---------- DATA EXTRACTS ----------

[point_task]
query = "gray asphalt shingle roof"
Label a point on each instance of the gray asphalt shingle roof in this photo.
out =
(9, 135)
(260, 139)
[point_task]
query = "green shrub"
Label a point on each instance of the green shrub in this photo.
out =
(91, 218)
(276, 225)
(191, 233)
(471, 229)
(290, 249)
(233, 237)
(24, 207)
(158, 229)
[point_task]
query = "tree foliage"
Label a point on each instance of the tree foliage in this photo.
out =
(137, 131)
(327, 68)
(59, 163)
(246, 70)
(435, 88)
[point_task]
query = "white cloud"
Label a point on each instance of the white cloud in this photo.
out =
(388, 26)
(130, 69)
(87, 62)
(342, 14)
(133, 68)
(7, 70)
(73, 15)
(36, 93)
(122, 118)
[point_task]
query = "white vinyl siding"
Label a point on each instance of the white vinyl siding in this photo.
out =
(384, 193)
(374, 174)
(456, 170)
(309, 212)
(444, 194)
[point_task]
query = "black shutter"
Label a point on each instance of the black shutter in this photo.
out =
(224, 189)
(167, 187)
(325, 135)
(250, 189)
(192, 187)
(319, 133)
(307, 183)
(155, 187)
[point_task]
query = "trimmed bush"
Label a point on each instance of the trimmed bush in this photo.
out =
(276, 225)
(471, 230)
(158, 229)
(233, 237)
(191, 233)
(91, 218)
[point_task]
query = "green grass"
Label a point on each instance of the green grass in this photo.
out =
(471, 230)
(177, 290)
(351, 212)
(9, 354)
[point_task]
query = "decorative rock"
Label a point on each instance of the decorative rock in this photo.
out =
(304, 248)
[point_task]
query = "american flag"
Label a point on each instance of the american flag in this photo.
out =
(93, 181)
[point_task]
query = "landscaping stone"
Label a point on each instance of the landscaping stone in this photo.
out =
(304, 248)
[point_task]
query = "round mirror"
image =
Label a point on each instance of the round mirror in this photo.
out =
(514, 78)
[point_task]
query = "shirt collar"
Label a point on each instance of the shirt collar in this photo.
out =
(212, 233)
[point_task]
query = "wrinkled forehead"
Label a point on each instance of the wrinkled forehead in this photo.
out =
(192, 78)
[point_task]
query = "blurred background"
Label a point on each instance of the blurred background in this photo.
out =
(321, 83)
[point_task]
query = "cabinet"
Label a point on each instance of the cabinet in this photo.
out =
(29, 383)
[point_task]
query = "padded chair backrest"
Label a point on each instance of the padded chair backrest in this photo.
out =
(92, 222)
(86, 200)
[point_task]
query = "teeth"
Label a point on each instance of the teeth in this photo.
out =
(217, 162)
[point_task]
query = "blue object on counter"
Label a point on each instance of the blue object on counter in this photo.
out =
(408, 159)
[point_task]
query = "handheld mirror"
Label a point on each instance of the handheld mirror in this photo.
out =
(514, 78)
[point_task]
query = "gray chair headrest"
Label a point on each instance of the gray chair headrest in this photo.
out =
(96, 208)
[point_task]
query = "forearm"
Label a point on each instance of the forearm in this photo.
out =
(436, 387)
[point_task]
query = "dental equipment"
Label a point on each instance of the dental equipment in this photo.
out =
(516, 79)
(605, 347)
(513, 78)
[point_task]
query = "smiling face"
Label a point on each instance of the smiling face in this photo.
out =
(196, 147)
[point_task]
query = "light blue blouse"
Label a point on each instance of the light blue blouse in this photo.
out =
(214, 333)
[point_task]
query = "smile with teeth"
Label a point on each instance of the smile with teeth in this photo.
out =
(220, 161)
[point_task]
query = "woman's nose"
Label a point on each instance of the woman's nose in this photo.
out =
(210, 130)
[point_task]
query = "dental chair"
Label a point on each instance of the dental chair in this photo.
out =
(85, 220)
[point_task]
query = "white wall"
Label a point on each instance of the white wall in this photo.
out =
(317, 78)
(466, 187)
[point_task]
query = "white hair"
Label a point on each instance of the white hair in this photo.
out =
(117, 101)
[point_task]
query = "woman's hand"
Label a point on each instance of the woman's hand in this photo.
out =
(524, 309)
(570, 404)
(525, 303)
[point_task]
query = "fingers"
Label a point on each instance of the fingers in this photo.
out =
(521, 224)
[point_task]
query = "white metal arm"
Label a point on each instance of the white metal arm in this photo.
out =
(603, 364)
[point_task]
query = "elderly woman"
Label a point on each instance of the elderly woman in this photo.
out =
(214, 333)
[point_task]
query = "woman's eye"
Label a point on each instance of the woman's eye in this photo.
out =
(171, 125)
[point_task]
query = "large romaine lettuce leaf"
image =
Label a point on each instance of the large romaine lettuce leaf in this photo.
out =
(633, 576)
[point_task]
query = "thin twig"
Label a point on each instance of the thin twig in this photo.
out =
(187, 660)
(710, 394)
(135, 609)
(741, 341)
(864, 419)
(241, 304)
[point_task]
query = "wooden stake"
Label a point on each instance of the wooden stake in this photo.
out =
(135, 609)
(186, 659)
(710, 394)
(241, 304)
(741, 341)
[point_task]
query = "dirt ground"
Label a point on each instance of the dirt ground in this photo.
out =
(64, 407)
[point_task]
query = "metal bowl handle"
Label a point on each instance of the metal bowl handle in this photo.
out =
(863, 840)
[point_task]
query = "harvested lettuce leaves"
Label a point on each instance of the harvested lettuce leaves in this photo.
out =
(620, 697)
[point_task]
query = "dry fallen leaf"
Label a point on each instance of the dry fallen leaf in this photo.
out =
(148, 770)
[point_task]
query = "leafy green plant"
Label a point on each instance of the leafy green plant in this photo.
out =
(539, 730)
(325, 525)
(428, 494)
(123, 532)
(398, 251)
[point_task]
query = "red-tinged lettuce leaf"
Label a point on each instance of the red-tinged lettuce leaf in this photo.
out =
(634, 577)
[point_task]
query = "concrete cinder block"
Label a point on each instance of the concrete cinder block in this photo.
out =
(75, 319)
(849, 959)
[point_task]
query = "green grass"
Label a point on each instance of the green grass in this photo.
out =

----------

PROBLEM TO SOLVE:
Copy every line above in which the string "bush" shows up.

RESPONSE TO THE TASK:
query = "trimmed bush"
Label a point on each instance of the trimmed bush in this photo.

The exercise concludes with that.